- Text shown -
------------------------------------

Envy is resentment toward another person who appears to have a benefit or advantage that the resentful individual does not have. This resentment frequently leads to hatred for the other.
Envious individuals believe that they have been treated unfairly (by life, God, or others), simply because another human being possesses something they do not. The envious person has an expectation that life requires equal opportunities, and that others’ comparative advantage is therefore unjust.
Literature gives its readers a “bird’s eye view” of the ways envy festers and grows to the point of consuming its victim. Envy is clearly displayed in the character named Envy in Edmund Spenser’s The Faerie Queene and the iconic envious character, the Evil Queen of the Brothers Grimm’s Snow White. However, there is no better characterization of envy in the whole of English literature than Iago in Shakespeare’s tragedy, Othello.
Envy in Shakespeare’s Othello
Protagonist Othello is a Moorish general in the Venetian army, while Iago is an ensign. When Othello promotes a soldier named Cassio over Iago, Iago is filled with envy toward Cassio and hatred toward Othello whom he believes has treated him unjustly.

------------------------------------

- Records -
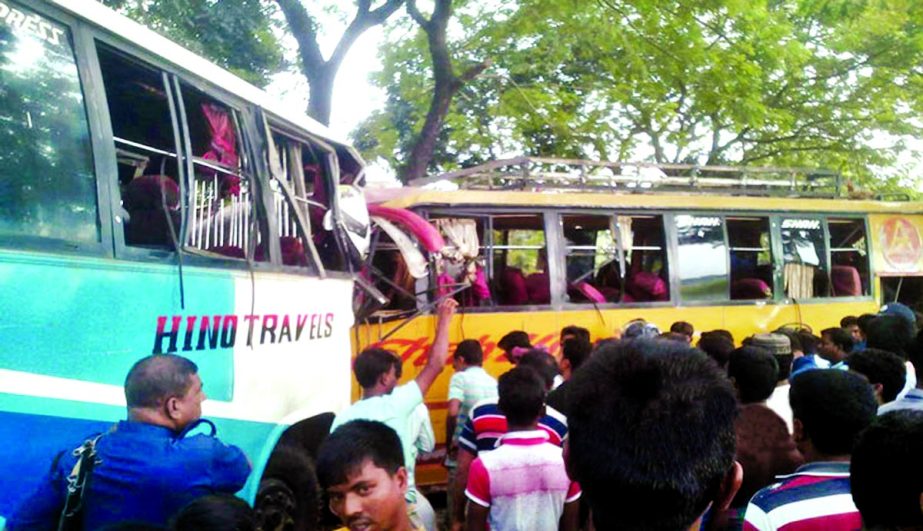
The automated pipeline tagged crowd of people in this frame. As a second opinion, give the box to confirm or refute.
[8,299,923,531]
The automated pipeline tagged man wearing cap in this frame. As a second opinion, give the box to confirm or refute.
[866,302,917,400]
[744,334,794,433]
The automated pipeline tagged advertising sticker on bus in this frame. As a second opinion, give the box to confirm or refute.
[878,217,923,273]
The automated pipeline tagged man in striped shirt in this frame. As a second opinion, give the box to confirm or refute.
[744,370,878,531]
[452,350,567,531]
[465,367,580,531]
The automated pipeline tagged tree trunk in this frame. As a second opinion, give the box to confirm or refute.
[400,5,461,183]
[400,77,455,183]
[308,63,338,125]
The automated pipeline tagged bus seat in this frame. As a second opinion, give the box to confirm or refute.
[122,175,180,249]
[830,265,862,297]
[625,271,670,302]
[279,236,308,267]
[526,272,551,304]
[731,278,772,300]
[573,281,606,304]
[208,245,247,260]
[500,267,529,306]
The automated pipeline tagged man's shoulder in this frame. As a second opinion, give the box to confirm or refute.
[750,472,850,513]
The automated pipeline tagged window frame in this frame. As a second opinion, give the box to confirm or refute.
[664,210,736,306]
[268,115,358,278]
[0,0,115,258]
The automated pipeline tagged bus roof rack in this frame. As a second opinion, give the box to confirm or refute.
[409,157,844,198]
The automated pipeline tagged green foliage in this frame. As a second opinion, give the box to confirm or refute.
[100,0,285,86]
[354,0,923,189]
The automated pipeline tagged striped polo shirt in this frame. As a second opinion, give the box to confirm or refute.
[458,400,567,455]
[744,462,862,531]
[465,430,580,531]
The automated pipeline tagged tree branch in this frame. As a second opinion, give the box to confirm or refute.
[276,0,324,77]
[407,0,430,33]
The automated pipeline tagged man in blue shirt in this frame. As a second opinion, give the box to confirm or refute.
[7,354,250,531]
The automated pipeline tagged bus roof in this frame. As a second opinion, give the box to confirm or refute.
[369,188,923,214]
[48,0,363,165]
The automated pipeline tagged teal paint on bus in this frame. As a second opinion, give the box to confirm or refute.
[0,252,235,401]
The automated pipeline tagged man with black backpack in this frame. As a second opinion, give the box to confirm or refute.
[7,354,250,531]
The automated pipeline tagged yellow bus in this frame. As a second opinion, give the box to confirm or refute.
[353,158,923,484]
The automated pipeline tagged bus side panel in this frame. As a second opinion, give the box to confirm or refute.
[0,252,234,400]
[353,299,876,486]
[869,214,923,276]
[0,251,353,515]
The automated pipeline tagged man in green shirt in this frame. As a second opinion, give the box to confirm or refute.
[330,298,458,529]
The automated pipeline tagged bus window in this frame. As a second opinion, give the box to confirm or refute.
[433,216,491,307]
[781,218,830,299]
[827,219,870,297]
[273,132,347,271]
[490,214,551,306]
[725,217,773,300]
[0,8,100,243]
[370,231,417,315]
[675,214,728,301]
[270,131,327,267]
[97,42,181,250]
[182,83,260,262]
[561,215,622,303]
[620,215,670,302]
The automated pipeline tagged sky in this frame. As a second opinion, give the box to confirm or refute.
[266,11,405,186]
[266,4,923,191]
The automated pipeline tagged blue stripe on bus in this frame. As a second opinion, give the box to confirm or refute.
[0,402,283,516]
[0,252,240,401]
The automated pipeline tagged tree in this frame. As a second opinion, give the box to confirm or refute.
[401,0,490,182]
[355,0,923,189]
[276,0,403,125]
[100,0,285,86]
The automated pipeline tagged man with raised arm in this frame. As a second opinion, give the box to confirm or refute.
[7,354,250,531]
[330,298,458,529]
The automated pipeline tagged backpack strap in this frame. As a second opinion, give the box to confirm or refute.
[58,433,103,531]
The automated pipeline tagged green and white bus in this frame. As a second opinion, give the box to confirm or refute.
[0,0,368,527]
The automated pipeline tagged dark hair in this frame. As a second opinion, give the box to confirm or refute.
[865,315,914,359]
[170,494,257,531]
[697,330,734,368]
[454,339,484,365]
[317,420,404,489]
[519,348,558,390]
[497,330,532,352]
[353,347,403,389]
[711,328,734,345]
[856,313,878,334]
[497,365,545,426]
[840,315,859,328]
[658,332,689,344]
[847,348,907,402]
[772,328,804,354]
[99,520,167,531]
[567,339,737,529]
[796,330,820,356]
[788,369,878,456]
[561,338,593,371]
[253,444,326,531]
[820,327,855,353]
[849,409,923,528]
[670,321,695,337]
[125,354,199,408]
[559,325,590,343]
[728,347,779,404]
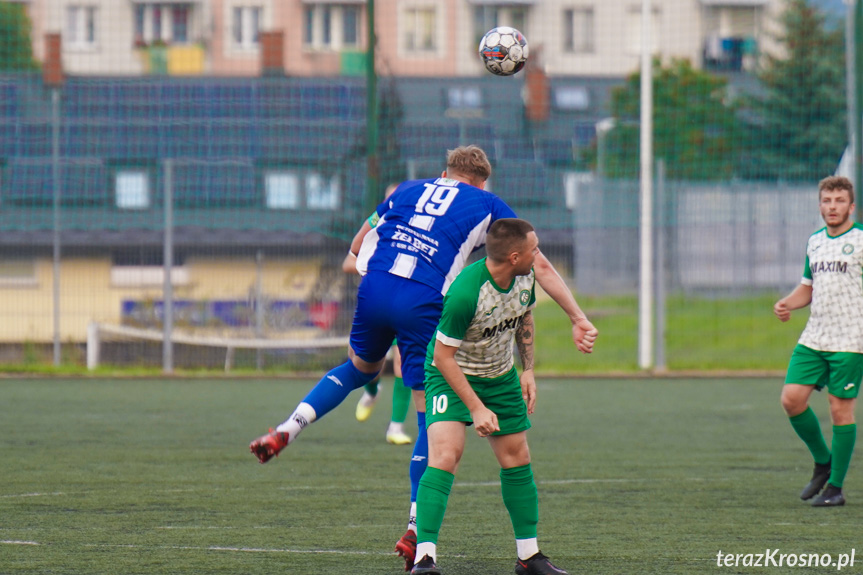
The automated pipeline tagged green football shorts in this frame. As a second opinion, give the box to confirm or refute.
[785,344,863,399]
[425,366,530,435]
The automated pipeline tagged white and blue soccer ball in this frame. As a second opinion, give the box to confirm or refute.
[479,26,528,76]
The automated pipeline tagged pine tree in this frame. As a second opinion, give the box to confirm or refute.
[0,2,38,72]
[741,0,847,180]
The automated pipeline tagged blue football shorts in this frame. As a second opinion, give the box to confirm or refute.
[351,271,443,390]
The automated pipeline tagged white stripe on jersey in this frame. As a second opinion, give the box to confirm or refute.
[357,216,386,276]
[440,214,491,295]
[410,214,434,232]
[435,331,462,347]
[390,254,417,278]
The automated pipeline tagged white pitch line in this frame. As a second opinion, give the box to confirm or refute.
[84,543,402,557]
[460,478,665,487]
[0,491,66,499]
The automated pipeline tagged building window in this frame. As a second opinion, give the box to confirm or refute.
[231,6,263,49]
[303,4,360,50]
[114,170,150,210]
[627,7,662,55]
[66,5,96,48]
[473,6,527,46]
[306,177,341,210]
[0,257,38,287]
[563,7,596,54]
[135,2,192,46]
[404,6,437,52]
[264,171,300,210]
[264,169,341,210]
[171,4,189,43]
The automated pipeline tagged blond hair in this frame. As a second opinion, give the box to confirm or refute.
[446,145,491,184]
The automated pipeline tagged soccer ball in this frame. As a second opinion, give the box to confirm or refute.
[479,26,528,76]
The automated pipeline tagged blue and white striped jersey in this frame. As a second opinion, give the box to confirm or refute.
[357,178,517,294]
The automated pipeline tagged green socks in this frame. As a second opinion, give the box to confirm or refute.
[789,407,832,466]
[500,463,539,539]
[390,377,411,423]
[830,423,857,487]
[417,467,455,544]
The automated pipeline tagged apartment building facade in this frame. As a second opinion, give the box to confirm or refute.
[11,0,781,77]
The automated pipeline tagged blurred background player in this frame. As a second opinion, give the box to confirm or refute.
[249,146,597,570]
[356,341,413,445]
[342,184,413,445]
[411,219,566,575]
[773,176,863,507]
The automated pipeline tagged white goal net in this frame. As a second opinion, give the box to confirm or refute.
[87,322,348,372]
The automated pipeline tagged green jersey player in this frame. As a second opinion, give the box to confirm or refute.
[773,176,863,507]
[411,218,566,575]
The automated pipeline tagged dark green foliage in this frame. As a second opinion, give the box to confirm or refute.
[741,0,847,180]
[0,2,39,72]
[605,59,740,180]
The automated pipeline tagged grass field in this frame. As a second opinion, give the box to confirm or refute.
[0,379,863,575]
[535,294,809,374]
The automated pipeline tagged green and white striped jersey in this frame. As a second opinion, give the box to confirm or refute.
[799,224,863,353]
[426,258,536,378]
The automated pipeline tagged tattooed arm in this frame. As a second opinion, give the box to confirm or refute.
[515,312,536,414]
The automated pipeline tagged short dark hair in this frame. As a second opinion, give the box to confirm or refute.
[446,145,491,183]
[818,176,854,204]
[485,218,534,262]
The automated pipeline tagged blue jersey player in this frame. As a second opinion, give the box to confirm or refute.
[250,146,597,570]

------------------------------------

- Problems to solve -
1. According to the text on envy, what rank does Iago hold in the Venetian army?
2. Continue the text on envy from the point where it stops.

- Outputs by task -
1. Iago is an ensign.

2.
Throughout the tragedy, Iago’s envy and hatred knows no bounds. He is willing to hurt and destroy anyone who might be an opportune pawn in his plot to take revenge on both Cassio and Othello. After stewing and brewing about how to take his revenge, he forges a plot that he is fully aware comes from the depths of hell. Spewing disdain toward Othello, Iago resolves to go ahead with it, almost bragging to himself of how evil and monstrous his plot truly is:
“The Moor is of a free and open nature-Othello Act 1, Scene 3
That thinks men honest that but seem to be so,
And will as tenderly be led by th’ nose
As asses are.
I have’t. It is engendered! Hell and night
Must bring this monstrous birth to the world’s light.”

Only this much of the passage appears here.